[Text shown]
—————

Tuesday, February 24, 2009

Reprieve

The best way to describe we're feeling is how my Auntie Lily described the news that Leo's scan results showed no changes from the previous one; it's a reprieve.

We know that if the cancer is going to grow again then it wouldn't wait for a scan to show itself and also we know that if they'd been able to operate and surgically remove the bit left over in his head post-treatment, then perhaps we wouldn't be so nervous day-to-day. Don't get me wrong, we're not living our lives thinking he's going to relapse but there's always that risk. We live with those thoughts from time to time but a day never goes by without wondering if life has something different in store for Leo soon. If he complains of a head ache or if he says his neck hurts, then it's perfectly normal for us to worry perhaps more so than if he'd never had cancer.

—————

[Given entries]
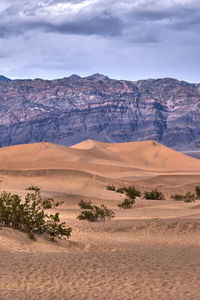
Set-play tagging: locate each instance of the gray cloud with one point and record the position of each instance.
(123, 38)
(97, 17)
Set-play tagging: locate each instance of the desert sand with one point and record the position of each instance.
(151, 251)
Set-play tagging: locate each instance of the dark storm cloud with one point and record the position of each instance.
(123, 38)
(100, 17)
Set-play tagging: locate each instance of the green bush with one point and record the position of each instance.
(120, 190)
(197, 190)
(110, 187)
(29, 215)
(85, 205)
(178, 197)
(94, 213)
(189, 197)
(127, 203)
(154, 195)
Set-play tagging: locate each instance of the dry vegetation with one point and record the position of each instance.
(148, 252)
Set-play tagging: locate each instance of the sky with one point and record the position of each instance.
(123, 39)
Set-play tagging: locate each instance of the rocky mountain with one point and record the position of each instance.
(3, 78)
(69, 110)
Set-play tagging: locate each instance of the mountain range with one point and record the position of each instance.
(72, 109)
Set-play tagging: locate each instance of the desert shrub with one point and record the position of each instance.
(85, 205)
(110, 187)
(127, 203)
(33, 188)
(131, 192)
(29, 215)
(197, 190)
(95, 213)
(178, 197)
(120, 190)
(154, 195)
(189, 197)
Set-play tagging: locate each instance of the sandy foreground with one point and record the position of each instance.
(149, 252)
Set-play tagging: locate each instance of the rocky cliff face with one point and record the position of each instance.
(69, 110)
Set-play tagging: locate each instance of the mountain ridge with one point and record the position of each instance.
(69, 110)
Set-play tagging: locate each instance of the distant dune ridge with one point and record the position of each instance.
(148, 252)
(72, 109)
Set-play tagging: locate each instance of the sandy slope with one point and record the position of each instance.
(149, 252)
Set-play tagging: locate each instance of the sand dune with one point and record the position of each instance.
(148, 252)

—————

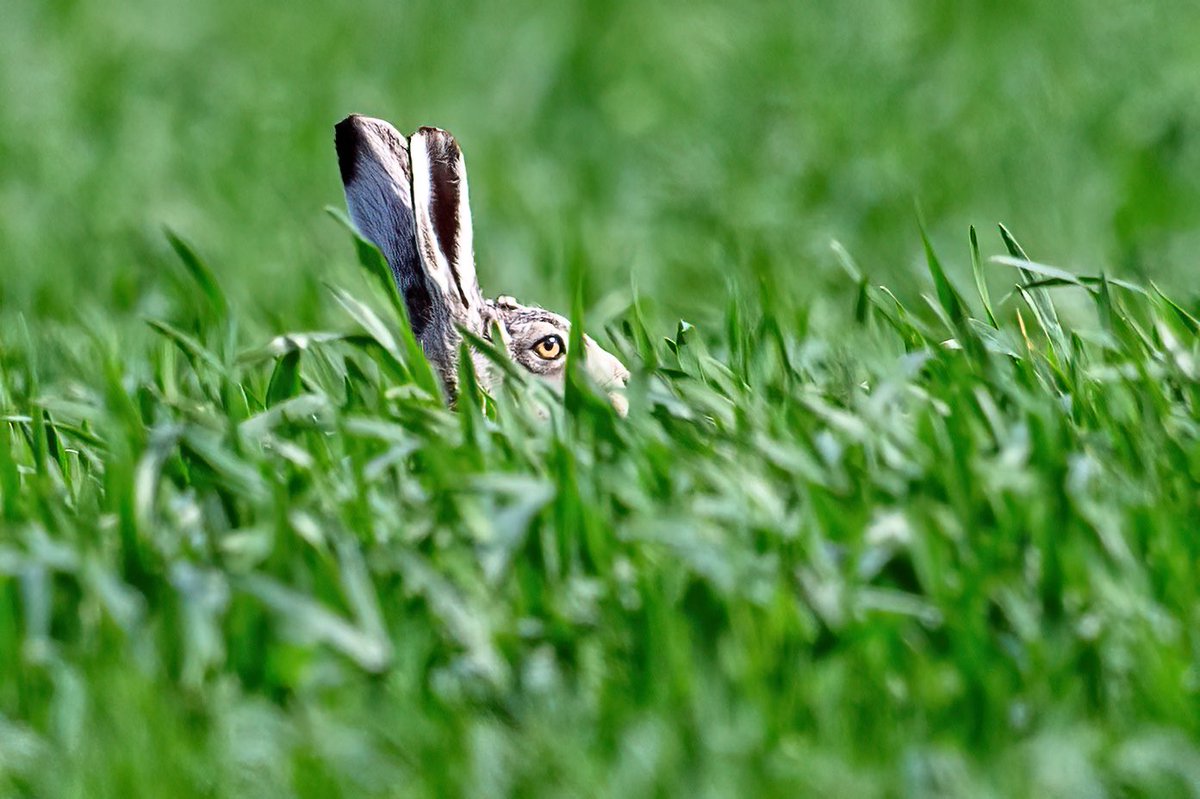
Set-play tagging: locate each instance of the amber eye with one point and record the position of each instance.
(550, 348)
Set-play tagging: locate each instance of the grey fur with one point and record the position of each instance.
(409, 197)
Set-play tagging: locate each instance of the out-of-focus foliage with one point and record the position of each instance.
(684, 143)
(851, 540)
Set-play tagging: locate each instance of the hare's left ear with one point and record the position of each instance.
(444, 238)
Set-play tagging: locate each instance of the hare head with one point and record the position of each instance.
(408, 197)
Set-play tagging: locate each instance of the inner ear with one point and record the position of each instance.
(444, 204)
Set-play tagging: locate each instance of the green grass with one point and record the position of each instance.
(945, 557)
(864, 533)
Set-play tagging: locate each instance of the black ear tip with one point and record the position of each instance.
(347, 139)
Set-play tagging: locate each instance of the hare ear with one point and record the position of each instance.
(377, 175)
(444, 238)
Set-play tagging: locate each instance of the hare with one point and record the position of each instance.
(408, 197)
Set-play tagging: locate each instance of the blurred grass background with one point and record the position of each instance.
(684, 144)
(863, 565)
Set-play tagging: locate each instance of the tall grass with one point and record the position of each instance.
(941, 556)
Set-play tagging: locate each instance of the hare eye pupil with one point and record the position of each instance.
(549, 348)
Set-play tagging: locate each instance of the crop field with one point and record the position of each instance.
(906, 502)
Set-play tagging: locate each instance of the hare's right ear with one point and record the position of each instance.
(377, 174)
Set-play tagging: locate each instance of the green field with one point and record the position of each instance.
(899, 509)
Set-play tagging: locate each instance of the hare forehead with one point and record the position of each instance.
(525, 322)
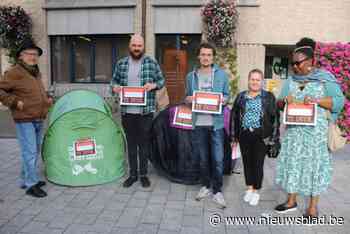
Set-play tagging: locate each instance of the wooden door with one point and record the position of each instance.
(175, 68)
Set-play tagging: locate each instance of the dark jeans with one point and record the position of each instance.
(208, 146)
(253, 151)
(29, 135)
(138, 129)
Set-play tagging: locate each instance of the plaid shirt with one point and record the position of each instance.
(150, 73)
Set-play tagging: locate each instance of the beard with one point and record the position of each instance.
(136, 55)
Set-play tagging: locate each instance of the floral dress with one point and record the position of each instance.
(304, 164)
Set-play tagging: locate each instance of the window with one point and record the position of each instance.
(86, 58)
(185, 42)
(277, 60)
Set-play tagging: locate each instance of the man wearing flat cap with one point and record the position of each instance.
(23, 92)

—————

[Task item] Pick up the blog post about Leo's unchanged scan results after its final sentence and continue it.

[Answer to the problem]
I wanted to thank you for your support during the past weeks also. We could not get through this time without the emails, texts, cards and phone calls so thank you. We're also more than aware that we're not the only ones going through this. Other families will have had that awful news today, and another family tomorrow; in fact, in the UK, 10 families every day have their world fall apart due to childhood cancer. Whether their child has just been diagnosed, just finished treatment or whether they've relapsed, our hearts and thoughts are with all those families also.

So we'll take this reprieve, thank you very much. We're seeing Leo's oncologist tomorrow so must write out our questions this afternoon so we cover all our concerns and queries. And then the next test is the chest X-ray in 6 weeks time.

Right... off to school for Leo now where we mainly plays in the art room...we'll make an artist of him yet!!